OBJECTIFS ::
A) Dans le récit de la soirée au Vélodrome, à quelle heure les équipes entrent-elles sur le terrain ?
B) Poursuivez le récit de la soirée au Vélodrome à la suite de sa dernière phrase.

A l’approche de l’entrée du stade un stand Midol distribue le journal avec des petits ballons. Si j’avais su je ne l’aurais pas acheté ce matin !! A l’intérieur des grilles le fameux Odl-Fashion bus Michelin avec une banda de jaunes et bleus qui met l’ambiance :

Marcel Michelin et son orchestre.

 

Pour nous c’est direction le dernier étage des tribunes (à pied évidemment !). Première arrivée en haut, j’attends mes compatriotes, je ne suis même pas essoufflée, je suis trop forte… Mais voilà que je me retrouve nez à nez avec Monsieur Skrela (père) et manque finalement de m’étouffer.

Nous somme placés par un charmant monsieur d’un mètre cube qui me demande quelle équipe je supporte. Après un moment d’hésitation je lui réponds timidement « Toulouse », il me dit « C’est bon, vous pouvez vous assoir. Vous m’auriez dit Clermont je vous aurais fait redescendre tout en bas. »…

Sur le terrain les 2 équipes s’échauffent. Malgré le vent les buteurs semblent être dans un bon jour. Pendant ce temps Bibendum et Ovalion jouent les chauffeurs de stade.

L’astuce de la Boucherie : si vous cliquez sur l’image vous pourrez voir les mascottes en plus grand !

Le speaker annonce l’arrivée d’un orchestre qui va nous casser les oreilles pendant de trop longues minutes et parader au milieu du terrain entre les joueurs et les ballons qui tombent, alors que le Vélodrome se remplie doucement mais sûrement. La couleur dominante est encore une fois le jaune.

20h45. Les équipes entrent enfin sur le terrain. Mon stress est à son comble. Le monsieur qui nous a placé me tend un de ces dispositifs destinés à écouter l’arbitre et les commentaires. Pour qui il m’a prise ?? Je n’ai aucunement besoin de ça ! Je donne donc l’appareil à mon frère. Je revêts mon T-shirt « Jeu de mains, jeu de Toulousains », que je portais le 28 juin 2008 au Stade de France, lors de la victoire en finale su Stade sur l’ASM. Non je ne suis pas superstitieuse, je mets juste toutes les chances de mon côté !

DONNÉES PRÉSENTÉES ::
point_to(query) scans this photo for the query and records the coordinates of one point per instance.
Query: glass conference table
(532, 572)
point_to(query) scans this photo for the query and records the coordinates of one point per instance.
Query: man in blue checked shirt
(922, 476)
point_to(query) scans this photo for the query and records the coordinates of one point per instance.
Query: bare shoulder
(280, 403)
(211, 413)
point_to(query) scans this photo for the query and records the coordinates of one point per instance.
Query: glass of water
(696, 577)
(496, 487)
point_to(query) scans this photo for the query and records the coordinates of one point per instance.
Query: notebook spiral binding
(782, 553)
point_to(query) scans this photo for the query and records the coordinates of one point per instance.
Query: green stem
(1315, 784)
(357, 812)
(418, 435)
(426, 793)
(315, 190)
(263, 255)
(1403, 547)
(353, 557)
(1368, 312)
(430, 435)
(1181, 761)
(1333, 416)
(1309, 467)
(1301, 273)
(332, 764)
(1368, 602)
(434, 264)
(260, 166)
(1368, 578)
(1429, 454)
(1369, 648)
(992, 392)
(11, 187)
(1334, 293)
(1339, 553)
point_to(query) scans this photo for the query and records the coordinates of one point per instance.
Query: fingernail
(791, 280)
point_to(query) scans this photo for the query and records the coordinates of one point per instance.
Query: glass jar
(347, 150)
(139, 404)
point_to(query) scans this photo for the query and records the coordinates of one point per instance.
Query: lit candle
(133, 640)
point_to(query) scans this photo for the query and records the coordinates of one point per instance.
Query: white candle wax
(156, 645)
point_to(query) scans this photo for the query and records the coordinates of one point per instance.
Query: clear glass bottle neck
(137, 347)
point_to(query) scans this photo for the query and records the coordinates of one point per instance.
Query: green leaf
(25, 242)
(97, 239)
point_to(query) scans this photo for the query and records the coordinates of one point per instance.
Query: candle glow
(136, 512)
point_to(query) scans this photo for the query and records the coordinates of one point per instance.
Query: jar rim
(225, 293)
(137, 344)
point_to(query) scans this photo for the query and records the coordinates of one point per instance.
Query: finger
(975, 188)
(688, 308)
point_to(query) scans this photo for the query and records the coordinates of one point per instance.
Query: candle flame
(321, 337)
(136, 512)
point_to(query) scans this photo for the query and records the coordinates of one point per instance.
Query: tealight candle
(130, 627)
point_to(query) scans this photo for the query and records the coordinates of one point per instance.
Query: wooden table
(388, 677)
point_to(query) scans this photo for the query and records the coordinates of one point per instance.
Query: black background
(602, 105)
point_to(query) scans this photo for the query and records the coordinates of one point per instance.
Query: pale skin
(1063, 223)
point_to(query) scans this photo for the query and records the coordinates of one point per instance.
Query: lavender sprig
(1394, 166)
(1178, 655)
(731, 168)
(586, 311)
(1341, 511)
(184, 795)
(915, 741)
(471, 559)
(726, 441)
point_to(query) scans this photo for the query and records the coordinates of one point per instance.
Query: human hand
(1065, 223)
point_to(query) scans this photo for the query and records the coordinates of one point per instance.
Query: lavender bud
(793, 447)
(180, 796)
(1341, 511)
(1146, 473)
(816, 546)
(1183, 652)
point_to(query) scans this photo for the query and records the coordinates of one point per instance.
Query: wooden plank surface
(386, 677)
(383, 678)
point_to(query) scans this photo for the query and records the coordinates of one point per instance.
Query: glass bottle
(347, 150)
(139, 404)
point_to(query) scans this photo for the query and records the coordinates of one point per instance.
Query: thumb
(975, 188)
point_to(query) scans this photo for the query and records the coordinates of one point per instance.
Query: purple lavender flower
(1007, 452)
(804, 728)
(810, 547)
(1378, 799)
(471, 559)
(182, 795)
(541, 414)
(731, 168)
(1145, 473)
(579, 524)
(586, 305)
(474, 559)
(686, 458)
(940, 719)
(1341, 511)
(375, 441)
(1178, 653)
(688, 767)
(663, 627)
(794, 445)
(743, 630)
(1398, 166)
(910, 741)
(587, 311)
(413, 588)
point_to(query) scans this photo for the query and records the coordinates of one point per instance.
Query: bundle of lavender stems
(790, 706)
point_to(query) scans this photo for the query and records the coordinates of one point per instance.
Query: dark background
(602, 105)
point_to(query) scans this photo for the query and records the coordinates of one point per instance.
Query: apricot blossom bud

RÉPONSES ::
A) À 20h45.

B)
Le coup d’envoi est donné. Le stade prend assez vite l’ascendant sur Clermont et Skrela (fils) marque la première pénalité à la 6ème minute du match, juste avant le premier essai signé Caucaunibuca. Effervescence toulousaine dans le stade. Après la transformation les rouges et noirs mènent 10 à 0 au bout de même pas 10 minutes de jeu. Malgré tout je reste stressée. 10 points dans un match de rugby, c’est trop peu pour s’enflammer, d’autant qu’il reste 70 minutes à jouer… Et que Floch réduit le score d’une pénalité dès le quart-d’heure de jeu.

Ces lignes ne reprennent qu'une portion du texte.